→ **EXERCISE INSTRUCTIONS**
Copy everything from the line containing "If you could point at the thin" down to the end of the material, changing "dry sand" to "wet sand" and leaving all else unchanged.

(Labeled-object pointing entries)

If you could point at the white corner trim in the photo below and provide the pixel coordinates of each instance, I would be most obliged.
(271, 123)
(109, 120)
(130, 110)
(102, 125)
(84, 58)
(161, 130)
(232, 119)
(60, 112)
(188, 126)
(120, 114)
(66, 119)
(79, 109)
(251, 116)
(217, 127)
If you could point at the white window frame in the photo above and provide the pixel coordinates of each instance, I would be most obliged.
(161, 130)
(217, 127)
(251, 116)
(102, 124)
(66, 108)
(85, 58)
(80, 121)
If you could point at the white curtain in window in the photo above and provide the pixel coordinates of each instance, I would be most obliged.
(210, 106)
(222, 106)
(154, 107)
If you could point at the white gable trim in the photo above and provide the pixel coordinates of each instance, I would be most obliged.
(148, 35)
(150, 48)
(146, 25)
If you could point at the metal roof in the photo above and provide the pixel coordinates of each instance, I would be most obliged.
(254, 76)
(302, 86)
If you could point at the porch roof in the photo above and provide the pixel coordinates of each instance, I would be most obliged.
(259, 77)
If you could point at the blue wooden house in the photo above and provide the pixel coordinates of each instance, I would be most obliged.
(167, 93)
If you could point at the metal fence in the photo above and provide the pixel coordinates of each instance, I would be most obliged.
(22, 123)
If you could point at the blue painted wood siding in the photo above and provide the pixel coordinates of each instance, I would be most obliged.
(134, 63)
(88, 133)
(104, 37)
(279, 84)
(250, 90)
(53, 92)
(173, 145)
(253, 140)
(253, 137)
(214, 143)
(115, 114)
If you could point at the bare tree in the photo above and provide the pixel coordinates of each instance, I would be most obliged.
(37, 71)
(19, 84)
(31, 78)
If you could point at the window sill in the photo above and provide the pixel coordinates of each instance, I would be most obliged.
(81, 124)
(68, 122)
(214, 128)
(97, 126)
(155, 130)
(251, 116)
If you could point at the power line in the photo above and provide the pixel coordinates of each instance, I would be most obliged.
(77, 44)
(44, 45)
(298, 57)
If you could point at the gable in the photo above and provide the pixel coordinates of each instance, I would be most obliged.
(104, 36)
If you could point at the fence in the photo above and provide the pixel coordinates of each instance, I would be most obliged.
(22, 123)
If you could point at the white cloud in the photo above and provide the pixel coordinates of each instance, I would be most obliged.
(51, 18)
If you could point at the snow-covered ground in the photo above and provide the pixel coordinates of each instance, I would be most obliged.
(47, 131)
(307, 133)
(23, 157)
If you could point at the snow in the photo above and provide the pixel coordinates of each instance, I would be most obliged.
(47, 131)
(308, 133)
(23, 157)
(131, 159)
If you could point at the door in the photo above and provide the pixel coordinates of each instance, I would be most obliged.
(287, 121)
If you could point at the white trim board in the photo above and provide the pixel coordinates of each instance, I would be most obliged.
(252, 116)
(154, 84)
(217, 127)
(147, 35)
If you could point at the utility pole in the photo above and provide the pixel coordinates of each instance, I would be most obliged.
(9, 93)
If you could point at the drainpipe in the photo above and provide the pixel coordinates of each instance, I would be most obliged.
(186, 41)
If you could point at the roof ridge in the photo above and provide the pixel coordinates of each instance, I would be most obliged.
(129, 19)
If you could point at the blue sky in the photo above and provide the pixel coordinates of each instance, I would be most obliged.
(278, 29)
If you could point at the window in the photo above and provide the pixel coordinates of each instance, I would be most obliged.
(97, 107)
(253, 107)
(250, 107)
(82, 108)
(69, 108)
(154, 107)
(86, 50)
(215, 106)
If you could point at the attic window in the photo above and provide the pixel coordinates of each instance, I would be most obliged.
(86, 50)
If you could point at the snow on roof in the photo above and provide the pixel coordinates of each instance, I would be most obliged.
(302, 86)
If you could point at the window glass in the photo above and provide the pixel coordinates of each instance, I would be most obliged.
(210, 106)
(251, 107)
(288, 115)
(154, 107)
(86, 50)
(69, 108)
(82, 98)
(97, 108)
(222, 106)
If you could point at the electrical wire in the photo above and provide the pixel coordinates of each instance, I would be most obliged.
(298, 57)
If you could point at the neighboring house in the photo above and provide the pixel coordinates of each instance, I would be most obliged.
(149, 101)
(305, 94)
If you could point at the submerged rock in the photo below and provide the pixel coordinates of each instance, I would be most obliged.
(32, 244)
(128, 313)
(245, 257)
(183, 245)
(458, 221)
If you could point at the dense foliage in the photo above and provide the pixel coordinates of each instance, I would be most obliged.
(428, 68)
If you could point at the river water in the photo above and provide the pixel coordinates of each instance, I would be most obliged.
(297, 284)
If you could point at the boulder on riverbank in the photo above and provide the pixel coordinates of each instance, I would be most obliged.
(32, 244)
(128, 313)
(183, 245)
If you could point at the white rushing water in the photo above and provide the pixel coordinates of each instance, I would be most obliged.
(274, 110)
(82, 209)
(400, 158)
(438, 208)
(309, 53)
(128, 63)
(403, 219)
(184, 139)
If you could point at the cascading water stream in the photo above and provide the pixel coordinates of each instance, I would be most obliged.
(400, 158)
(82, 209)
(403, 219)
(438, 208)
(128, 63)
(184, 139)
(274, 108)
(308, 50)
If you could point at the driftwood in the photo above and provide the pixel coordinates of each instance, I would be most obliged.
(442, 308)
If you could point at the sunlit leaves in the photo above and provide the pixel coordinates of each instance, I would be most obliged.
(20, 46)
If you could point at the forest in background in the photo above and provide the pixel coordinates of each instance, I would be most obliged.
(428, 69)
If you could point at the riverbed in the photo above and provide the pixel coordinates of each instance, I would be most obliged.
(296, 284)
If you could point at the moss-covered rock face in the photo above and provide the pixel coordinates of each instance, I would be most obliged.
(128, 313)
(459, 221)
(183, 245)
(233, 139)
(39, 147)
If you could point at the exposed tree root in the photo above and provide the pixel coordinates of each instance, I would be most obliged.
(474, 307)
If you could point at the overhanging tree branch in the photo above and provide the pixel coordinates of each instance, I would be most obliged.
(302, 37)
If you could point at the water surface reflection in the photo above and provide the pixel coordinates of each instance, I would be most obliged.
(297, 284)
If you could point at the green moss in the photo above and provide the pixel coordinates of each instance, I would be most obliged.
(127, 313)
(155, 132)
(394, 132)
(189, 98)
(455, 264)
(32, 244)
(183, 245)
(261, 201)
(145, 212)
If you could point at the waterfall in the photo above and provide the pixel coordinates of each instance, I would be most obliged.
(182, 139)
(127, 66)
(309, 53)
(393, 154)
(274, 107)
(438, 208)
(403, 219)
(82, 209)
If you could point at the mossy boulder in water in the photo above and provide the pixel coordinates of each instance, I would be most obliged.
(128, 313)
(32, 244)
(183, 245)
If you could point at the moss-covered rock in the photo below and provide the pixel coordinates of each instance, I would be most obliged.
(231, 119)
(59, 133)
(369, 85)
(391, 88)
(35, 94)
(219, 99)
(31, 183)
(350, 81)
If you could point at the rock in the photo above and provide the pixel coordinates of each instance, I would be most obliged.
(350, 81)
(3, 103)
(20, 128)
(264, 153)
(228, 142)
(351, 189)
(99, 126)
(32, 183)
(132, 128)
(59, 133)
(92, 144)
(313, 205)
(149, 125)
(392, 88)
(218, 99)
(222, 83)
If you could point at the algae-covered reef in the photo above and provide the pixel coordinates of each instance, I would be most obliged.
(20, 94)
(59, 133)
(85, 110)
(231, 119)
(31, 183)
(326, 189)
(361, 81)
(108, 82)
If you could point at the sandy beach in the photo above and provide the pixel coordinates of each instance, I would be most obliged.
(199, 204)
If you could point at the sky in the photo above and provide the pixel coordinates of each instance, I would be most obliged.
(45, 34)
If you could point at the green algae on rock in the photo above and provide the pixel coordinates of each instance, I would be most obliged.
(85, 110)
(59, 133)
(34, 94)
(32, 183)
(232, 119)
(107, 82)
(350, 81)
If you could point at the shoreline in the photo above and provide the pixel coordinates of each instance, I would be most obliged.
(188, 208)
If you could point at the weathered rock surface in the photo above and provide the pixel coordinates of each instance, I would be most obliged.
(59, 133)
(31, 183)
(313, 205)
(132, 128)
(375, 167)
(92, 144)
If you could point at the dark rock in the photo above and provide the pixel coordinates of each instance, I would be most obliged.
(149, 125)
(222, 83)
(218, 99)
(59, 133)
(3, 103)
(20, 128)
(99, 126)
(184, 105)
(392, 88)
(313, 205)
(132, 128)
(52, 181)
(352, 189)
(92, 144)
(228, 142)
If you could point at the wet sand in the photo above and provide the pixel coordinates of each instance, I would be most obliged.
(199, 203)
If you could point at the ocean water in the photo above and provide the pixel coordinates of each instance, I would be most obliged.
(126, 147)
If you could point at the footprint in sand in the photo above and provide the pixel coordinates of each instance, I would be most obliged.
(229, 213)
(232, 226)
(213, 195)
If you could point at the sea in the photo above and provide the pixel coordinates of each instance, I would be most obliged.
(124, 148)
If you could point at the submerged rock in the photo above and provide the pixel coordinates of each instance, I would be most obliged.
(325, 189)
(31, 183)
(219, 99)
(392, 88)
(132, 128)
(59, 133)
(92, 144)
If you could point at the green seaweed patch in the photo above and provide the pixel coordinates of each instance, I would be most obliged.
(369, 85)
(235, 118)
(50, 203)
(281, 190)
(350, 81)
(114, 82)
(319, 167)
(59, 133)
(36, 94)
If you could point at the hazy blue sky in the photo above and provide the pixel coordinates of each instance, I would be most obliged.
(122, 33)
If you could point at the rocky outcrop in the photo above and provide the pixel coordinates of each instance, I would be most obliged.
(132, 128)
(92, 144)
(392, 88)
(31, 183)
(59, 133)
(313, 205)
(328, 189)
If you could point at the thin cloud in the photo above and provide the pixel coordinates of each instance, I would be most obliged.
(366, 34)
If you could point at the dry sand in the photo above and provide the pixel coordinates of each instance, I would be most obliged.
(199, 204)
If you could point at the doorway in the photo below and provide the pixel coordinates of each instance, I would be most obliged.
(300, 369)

→ **EXERCISE OUTPUT**
If you could point at the thin cloud in the photo above and provide the pixel coordinates of each instance, I would be most obliged.
(366, 34)
If you could point at the wet sand in the photo above and provide the pixel coordinates of each instance, I would be most obliged.
(199, 204)
If you could point at the doorway in the photo below and provide the pixel coordinates of each instance, I would be most obliged.
(300, 369)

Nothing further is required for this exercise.